*** MATERIAL FOR THE TASK Section Begins ***

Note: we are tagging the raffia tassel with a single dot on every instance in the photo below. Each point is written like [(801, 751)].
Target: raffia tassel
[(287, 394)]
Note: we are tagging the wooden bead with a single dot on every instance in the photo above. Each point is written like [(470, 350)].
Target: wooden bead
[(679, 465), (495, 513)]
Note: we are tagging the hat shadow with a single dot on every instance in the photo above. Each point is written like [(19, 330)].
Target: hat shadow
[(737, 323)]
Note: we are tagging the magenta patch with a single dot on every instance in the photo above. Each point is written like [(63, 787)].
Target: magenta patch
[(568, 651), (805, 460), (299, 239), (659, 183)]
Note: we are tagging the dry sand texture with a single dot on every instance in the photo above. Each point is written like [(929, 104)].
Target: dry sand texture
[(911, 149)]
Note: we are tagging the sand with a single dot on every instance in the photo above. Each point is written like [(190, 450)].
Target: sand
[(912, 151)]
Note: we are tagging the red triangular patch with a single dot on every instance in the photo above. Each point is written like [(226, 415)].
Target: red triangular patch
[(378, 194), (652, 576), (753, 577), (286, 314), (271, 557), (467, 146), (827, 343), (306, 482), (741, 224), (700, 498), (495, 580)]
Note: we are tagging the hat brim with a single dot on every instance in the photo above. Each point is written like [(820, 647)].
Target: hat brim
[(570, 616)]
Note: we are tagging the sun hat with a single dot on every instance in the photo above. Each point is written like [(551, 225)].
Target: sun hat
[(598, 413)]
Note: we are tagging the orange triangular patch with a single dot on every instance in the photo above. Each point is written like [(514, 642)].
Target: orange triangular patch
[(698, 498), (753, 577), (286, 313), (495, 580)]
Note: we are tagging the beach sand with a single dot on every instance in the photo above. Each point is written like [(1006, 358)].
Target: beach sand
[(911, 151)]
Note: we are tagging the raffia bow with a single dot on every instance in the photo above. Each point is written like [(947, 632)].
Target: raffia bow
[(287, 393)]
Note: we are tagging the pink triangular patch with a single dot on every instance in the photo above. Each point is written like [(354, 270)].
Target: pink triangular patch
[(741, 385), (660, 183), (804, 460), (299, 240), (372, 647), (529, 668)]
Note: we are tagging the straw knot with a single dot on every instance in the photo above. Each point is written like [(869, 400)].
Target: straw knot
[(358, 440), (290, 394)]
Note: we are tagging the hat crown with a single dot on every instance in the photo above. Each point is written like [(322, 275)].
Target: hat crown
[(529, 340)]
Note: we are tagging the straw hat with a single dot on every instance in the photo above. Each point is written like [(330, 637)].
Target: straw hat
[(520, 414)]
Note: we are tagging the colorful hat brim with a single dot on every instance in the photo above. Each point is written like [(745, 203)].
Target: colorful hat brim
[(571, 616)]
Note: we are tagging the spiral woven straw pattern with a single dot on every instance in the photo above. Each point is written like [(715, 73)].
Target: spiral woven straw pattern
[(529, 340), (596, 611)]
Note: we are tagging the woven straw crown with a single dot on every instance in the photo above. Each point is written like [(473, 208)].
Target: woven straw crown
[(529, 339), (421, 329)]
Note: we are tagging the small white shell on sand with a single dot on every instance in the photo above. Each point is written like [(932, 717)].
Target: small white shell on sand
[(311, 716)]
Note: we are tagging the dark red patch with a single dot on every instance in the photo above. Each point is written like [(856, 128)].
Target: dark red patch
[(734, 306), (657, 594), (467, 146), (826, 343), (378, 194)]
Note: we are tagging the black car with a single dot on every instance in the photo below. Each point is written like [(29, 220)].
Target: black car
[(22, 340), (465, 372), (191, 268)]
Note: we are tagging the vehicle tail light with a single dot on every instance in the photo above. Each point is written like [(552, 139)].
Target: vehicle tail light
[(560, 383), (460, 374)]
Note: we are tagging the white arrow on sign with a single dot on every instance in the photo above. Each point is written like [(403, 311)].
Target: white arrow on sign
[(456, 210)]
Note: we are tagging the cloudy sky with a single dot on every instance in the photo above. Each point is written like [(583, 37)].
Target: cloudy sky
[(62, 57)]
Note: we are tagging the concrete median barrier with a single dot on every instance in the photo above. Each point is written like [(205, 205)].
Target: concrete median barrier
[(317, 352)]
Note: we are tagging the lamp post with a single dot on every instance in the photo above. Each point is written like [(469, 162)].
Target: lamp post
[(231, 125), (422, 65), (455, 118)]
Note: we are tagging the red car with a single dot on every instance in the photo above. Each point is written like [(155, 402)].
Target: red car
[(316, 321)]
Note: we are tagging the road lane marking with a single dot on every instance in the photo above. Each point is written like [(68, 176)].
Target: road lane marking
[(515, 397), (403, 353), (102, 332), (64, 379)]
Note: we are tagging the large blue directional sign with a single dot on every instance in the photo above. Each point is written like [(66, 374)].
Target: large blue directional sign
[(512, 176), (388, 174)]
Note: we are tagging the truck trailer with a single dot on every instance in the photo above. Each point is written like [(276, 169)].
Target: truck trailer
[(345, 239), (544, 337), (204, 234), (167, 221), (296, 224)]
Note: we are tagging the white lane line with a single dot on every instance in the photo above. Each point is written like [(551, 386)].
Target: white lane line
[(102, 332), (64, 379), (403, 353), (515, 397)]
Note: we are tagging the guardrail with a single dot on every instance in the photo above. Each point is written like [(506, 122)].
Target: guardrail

*** MATERIAL FOR THE TASK Section Ends ***

#### ASSIGNMENT
Please state how many lines hold the string "below" in the listing above, giving the figure alone.

#### ANSWER SECTION
2